── Task data ──
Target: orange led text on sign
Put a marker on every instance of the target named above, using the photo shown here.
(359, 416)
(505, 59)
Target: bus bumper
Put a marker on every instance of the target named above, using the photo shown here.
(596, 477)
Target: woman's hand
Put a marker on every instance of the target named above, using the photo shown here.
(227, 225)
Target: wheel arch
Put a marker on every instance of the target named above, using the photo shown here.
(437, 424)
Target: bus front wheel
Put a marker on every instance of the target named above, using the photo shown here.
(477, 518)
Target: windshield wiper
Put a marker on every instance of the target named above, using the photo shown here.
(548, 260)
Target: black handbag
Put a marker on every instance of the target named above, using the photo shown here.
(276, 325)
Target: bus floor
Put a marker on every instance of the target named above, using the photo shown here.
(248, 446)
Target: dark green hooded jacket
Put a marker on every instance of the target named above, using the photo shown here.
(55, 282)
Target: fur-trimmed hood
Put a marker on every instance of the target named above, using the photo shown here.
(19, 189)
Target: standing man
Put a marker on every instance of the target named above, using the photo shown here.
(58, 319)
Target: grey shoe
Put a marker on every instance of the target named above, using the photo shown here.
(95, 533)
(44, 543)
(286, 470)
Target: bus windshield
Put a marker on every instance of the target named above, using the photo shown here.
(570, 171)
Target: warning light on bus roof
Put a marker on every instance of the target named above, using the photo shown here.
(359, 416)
───
── Task data ──
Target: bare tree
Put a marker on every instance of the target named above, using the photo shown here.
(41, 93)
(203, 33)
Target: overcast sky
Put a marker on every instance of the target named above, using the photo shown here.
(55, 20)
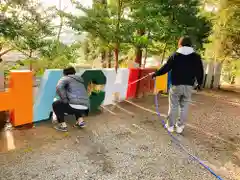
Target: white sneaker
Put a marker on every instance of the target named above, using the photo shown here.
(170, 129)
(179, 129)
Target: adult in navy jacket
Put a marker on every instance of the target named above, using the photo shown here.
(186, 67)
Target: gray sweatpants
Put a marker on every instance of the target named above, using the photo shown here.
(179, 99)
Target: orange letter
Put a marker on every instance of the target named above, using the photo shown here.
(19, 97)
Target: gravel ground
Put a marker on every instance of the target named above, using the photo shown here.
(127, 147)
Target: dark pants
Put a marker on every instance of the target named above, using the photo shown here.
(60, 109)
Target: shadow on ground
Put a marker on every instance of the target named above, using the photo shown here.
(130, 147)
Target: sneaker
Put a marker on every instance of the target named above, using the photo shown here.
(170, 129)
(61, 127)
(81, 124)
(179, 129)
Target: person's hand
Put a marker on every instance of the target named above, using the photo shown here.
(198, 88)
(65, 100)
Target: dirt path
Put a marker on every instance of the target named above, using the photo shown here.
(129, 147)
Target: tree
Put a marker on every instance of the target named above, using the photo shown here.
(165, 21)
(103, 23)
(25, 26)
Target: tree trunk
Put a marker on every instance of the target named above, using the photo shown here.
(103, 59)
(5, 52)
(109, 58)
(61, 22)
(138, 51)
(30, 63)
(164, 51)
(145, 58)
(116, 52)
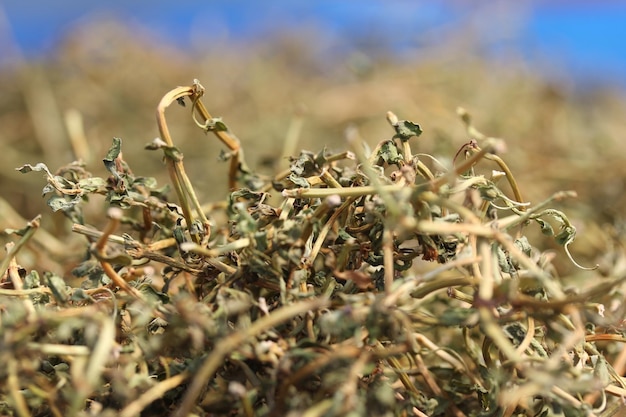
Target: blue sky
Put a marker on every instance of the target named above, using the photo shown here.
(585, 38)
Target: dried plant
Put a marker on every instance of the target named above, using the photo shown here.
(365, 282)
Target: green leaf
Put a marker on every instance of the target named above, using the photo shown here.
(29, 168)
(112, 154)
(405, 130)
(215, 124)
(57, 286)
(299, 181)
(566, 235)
───
» **Task to carry out**:
Report how many lines of the entries above contain the word "tree", matching case exactly. Give only the number.

» **Solved problem**:
3